**GIVEN REQUEST A:** Report every line of the rows that contains the string "carving", treating uppercase and lowercase letters as different.

***** EXCERPT PROVIDED *****

Prospekt's March is the seventh EP by British rock band Coldplay and their first since Remixes (2003). It came out on 21 November 2008 in Europe and Japan, enjoying a worldwide release during the following week. The EP features several left-over tracks from the Viva la Vida or Death and All His Friends studio sessions and was also made available in the album's deluxe edition.

The cover features Eugène Delacroix's original painting Battle of Poitiers, similar to the cover art featured on Viva la Vida, which included another Delacroix painting, Liberty Leading the People. On 5 November, Coldplay offered an exclusive preview of the EP via their Facebook application and through their website. The song "Glass of Water" was released in anticipation for the project and entered the iTunes Top 100 songs, being also performed live by the band on 4Music. 

Upon the EP's release, "Life in Technicolor II" entered the UK Singles Chart at number 90 despite not being a promotional effort. The band would later confirm the song as an official single and release its physical version on 8 February 2009, which made the track rise to a new peak of number 28. One year later, it was nominated for the 52nd Grammy Awards in the Best Rock Performance by a Duo or Group with Vocal and Best Short Form Music Video categories.

*****

**GIVEN REQUEST B:** Edit the passage about Prospekt's March from "The cover features" up to and including "band on 4Music.", putting "sneak peek" in place of "preview", and return that span.

***** TASK INPUTS *****

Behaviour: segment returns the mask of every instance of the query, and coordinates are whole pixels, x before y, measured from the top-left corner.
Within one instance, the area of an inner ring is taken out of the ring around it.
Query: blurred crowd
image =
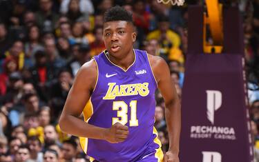
[[[78,138],[60,131],[58,119],[81,65],[105,50],[104,13],[115,5],[133,13],[135,48],[166,61],[181,99],[187,8],[204,5],[185,1],[178,7],[157,0],[0,0],[0,161],[89,161]],[[244,18],[253,134],[259,149],[259,1],[227,5],[238,6]],[[156,99],[155,126],[165,152],[168,133],[159,92]]]

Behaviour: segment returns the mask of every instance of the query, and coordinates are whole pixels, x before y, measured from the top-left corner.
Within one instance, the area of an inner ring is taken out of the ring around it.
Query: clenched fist
[[[123,142],[128,136],[128,128],[119,123],[116,123],[107,129],[106,140],[112,143]]]

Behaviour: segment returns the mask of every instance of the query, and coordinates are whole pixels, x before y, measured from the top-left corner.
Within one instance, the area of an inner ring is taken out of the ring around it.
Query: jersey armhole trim
[[[96,64],[96,68],[97,68],[97,77],[96,77],[96,81],[95,81],[95,87],[93,88],[93,92],[95,92],[95,88],[97,87],[97,83],[98,83],[98,81],[99,81],[99,68],[98,68],[98,63],[97,63],[97,61],[95,60],[95,59],[94,57],[93,57],[93,59],[95,61],[95,64]]]
[[[153,72],[153,70],[152,70],[151,64],[150,63],[150,60],[149,60],[148,54],[148,52],[146,52],[146,51],[145,51],[145,52],[146,52],[146,57],[147,57],[148,61],[149,67],[150,67],[150,69],[151,69],[151,72],[152,72],[152,74],[153,74],[153,79],[154,79],[154,81],[155,81],[155,83],[156,83],[156,85],[157,85],[157,87],[158,87],[157,81],[157,80],[155,79],[154,72]]]

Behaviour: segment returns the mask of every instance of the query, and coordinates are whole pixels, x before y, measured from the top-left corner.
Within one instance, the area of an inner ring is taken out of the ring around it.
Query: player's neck
[[[127,54],[126,54],[126,56],[123,56],[122,58],[113,57],[108,53],[107,57],[112,63],[125,70],[126,70],[134,63],[135,59],[135,52],[133,49]]]

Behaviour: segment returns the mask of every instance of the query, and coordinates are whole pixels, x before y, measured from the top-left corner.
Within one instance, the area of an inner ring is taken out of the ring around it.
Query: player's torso
[[[88,139],[90,156],[101,160],[107,157],[107,161],[116,161],[108,158],[116,156],[117,161],[126,161],[148,147],[157,147],[152,145],[157,84],[146,53],[137,50],[135,53],[135,61],[127,70],[111,63],[104,52],[95,57],[98,79],[91,95],[93,114],[88,123],[108,128],[119,122],[128,127],[129,134],[125,141],[116,144]]]

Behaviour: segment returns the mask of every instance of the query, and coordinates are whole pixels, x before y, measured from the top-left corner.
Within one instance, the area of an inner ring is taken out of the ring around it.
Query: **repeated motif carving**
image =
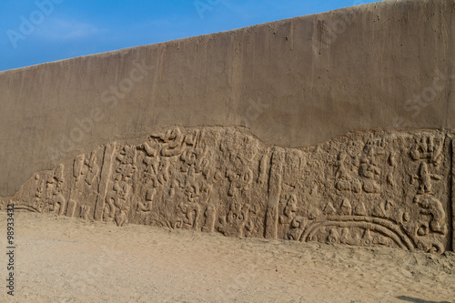
[[[173,127],[36,173],[18,209],[85,219],[442,253],[451,134],[356,132],[268,146],[243,128]]]

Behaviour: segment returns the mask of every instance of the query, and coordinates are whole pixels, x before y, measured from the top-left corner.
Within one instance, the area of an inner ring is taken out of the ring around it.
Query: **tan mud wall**
[[[386,1],[2,72],[0,196],[157,126],[244,126],[282,147],[453,128],[454,9]]]

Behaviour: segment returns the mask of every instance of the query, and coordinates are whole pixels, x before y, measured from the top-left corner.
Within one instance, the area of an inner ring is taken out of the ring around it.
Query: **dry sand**
[[[452,252],[116,227],[34,213],[15,219],[15,297],[2,278],[1,302],[455,301]]]

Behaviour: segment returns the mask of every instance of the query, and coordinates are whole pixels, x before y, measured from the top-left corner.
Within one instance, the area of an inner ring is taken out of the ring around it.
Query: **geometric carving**
[[[37,172],[1,202],[117,226],[440,254],[453,245],[450,136],[355,132],[283,148],[239,127],[173,127]]]

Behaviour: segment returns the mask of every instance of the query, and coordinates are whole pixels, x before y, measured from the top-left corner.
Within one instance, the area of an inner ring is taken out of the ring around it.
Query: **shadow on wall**
[[[403,301],[413,302],[413,303],[450,303],[449,301],[427,301],[427,300],[422,300],[421,298],[411,298],[407,296],[399,296],[397,297],[397,298],[399,298],[400,300]]]

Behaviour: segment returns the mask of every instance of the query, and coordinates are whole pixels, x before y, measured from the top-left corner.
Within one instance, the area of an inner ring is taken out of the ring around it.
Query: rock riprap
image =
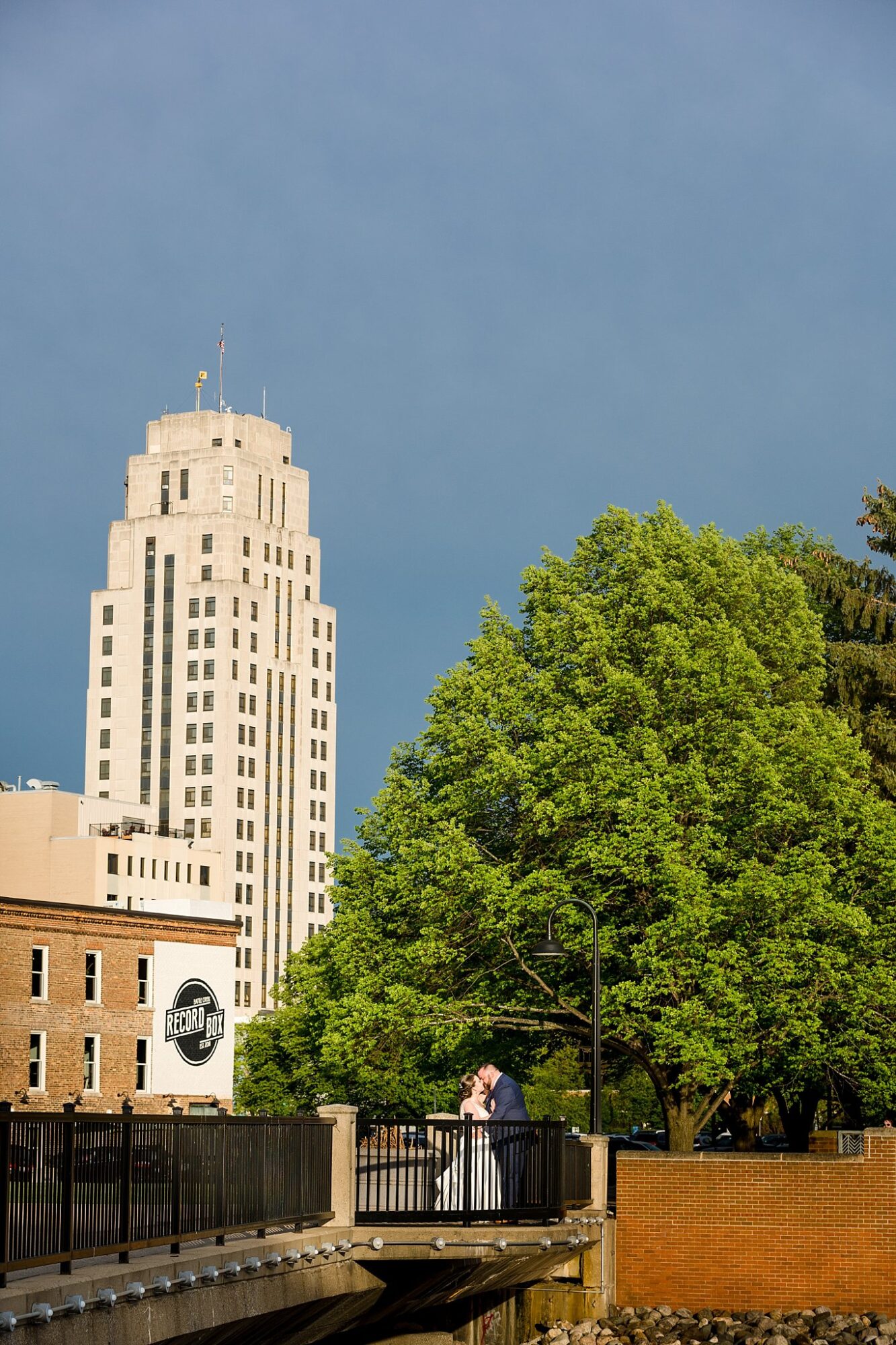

*****

**EXERCISE RESULT A:**
Query: **repeated motif carving**
Query: **geometric carving**

**EXERCISE RESULT B:**
The cover features Eugène Delacroix's original painting Battle of Poitiers, similar to the cover art featured on Viva la Vida, which included another Delacroix painting, Liberty Leading the People. On 5 November, Coldplay offered an exclusive sneak peek of the EP via their Facebook application and through their website. The song "Glass of Water" was released in anticipation for the project and entered the iTunes Top 100 songs, being also performed live by the band on 4Music.